** Excerpted records **
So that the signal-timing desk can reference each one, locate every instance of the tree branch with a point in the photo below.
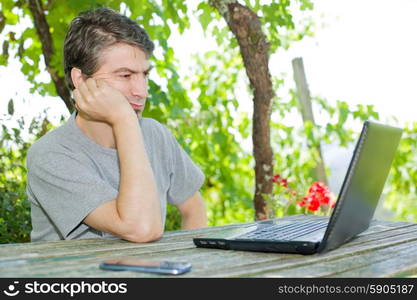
(42, 29)
(247, 29)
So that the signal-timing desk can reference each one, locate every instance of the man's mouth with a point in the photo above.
(137, 107)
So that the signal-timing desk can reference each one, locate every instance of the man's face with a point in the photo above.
(125, 68)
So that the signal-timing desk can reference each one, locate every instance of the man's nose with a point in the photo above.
(139, 87)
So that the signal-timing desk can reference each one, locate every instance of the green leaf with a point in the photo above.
(10, 107)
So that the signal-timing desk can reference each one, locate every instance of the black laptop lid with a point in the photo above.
(363, 184)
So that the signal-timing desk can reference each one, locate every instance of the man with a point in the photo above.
(107, 171)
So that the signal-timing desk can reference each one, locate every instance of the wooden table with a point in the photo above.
(386, 249)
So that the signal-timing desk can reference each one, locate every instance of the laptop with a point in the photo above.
(358, 198)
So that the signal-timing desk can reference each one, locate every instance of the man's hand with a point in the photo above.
(193, 212)
(96, 100)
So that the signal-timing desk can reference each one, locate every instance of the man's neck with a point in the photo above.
(99, 132)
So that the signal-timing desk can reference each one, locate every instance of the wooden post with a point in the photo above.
(306, 108)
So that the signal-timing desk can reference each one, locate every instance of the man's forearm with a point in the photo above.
(138, 201)
(193, 213)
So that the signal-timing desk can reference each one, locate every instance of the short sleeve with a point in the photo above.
(67, 188)
(186, 177)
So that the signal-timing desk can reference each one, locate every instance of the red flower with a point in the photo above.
(318, 194)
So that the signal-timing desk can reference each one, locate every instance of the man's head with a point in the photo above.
(94, 46)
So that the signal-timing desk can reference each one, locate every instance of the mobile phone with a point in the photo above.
(145, 265)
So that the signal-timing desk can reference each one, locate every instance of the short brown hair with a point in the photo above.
(95, 30)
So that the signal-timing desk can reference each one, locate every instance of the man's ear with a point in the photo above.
(76, 77)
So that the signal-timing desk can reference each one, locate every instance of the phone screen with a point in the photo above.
(145, 265)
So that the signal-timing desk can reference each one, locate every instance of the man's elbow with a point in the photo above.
(143, 234)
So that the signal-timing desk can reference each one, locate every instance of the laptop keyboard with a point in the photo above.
(284, 232)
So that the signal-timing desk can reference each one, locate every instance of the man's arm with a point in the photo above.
(135, 214)
(193, 212)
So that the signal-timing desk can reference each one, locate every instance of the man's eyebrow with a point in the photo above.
(125, 69)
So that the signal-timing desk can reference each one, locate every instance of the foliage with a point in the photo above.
(15, 223)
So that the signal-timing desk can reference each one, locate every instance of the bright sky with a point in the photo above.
(365, 54)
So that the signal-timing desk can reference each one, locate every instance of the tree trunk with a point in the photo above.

** Instructions for the task **
In the listing above, find the line containing "screen with a point in the photo above.", then reproduce it and each line after it through the end, exactly and with nothing added.

** Solution to this exercise **
So that the signal-timing desk can reference each one, locate every instance of the phone screen with a point in the photo above.
(145, 265)
So that the signal-timing desk can reference each one, locate every instance of the man's elbow with a point in the photo above.
(143, 234)
So that the signal-timing desk can reference each one, locate every instance of the laptop keyboard with a point in the photo above.
(284, 232)
So that the signal-timing desk can reference each one, locate every instance of the man's arm with a point in the photo above.
(135, 214)
(193, 212)
So that the signal-timing desk can reference each one, locate every instance of the man's eyebrow with a point in the photo above.
(125, 69)
So that the signal-timing desk can reference each one, locate every instance of the foliage with a point in the photo above.
(15, 223)
So that the signal-timing desk can reference each one, locate every instance of the bright sky with a point in the photo above.
(365, 54)
So that the signal-timing desk can reference each one, locate every instance of the tree trunk with a point in the photo above.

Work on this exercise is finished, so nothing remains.